# Anyone own Cutco knives?



## wheaties (Aug 3, 2007)

Have dodged the bullet so far, but the son of friends of ours has been selling Cutco knives for a couple of years and has actually been very successful at it.  He finally pinned us down and we have a demonstration scheduled for next week.  Anyone own Cutco?  I hear they are extremely expensive, but are very good knives.  We could actually use some new knives after 33 years of marriage -- just needed some opinions!  TIA!


----------



## MULTIZ321 (Aug 3, 2007)

Wheaties,

About a year ago my wife did exactly what you are about to do - she listened to a Cutco presentation from a friend of her niece who was putting himself through college.  She bought one of the Cutco knives - yes, it was expensive (but she figured she was helping a good cause). 

The knife works great and both of us like it.


Richard


----------



## gjhardt (Aug 3, 2007)

Me too,

I actually was in the market for knives, I bought the whole set.  I have been very pleased but I am sure we could have gotten a good set for less.

gloria


----------



## swasuth (Aug 3, 2007)

When we were newlyweds we had a neighbor friend give us a demo, as a friendly gesture.  We could not really afford to buy, but did purchase one knife & it still looks & performs beautifully. Oh yeah, that was 50 YEARS AGO.


----------



## somerville (Aug 3, 2007)

My wife bought some before we were married, and we celebrate our 31st anniversary on Tuesday.  We still use them regularly.  They have held up well.  I sent them back a few years ago for resharpening, as they had serrated edges.  They charge was $1 - 2 per knife.  They are expensive, and whether they are worth it versus something else is another question.  They are made in the USA.


----------



## grest (Aug 3, 2007)

I have some cutco steak knives that were given to me 35 years ago...I guess they work just fine  Would I actually buy them on my own?  Probably not steak knives, but I might buy a really good paring knife.
Connie


----------



## Blondie (Aug 3, 2007)

I love mine and have had them for about 25 years. The best part is the handles are plastic or composite-not wood- and they are just go into the dishwasher. I own a few slicing knives, a paring knife, boning knife and a cleaver...maybe a few others. They are awesome.


----------



## johnmfaeth (Aug 3, 2007)

I'm usually a "buy american" type but the best knives available are the Heankel knives IMHO. That's why most professional chefs use them. I love mine.


----------



## Passepartout (Aug 3, 2007)

*Home sales*

While I have no personal experience with Cutco knives, I don't recall seeing them in the hands of any professional chefs. My opinion is that buying anything from a 'home sales presentation' is the culinary equivalent of buying a timeshare from the developer. If you want to attend the presentation to learn about the product, fine. Just don't buy.

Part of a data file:
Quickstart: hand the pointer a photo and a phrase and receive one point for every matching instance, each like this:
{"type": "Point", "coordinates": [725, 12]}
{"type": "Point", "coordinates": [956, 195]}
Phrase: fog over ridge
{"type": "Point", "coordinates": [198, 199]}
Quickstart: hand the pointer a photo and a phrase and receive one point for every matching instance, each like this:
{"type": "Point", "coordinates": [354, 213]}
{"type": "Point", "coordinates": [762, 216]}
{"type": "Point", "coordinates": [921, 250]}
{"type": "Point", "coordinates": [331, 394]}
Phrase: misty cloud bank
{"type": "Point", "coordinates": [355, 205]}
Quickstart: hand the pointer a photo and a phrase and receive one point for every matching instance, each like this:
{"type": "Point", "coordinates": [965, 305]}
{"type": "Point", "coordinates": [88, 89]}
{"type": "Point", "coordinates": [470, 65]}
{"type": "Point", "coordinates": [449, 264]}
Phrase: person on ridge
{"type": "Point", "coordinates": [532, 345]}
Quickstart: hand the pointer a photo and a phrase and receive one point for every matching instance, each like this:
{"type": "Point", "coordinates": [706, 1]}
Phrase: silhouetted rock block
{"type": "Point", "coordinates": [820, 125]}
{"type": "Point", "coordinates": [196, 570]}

GIVEN INSTRUCTION 1
List every kind of knife named in the forum thread about Cutco knives.
GIVEN INSTRUCTION 2
Reproduce the passage of the forum thread about Cutco knives starting at "## gjhardt (Aug" and ending at "swasuth (Aug 3, 2007)".
The listing plays no part in this work.

RESPONSE 1
steak knives, paring knife, slicing knives, boning knife, cleaver

RESPONSE 2
## gjhardt (Aug 3, 2007)

Me too,

I actually was in the market for knives, I bought the whole set.  I have been very pleased but I am sure we could have gotten a good set for less.

gloria


----------



## swasuth (Aug 3, 2007)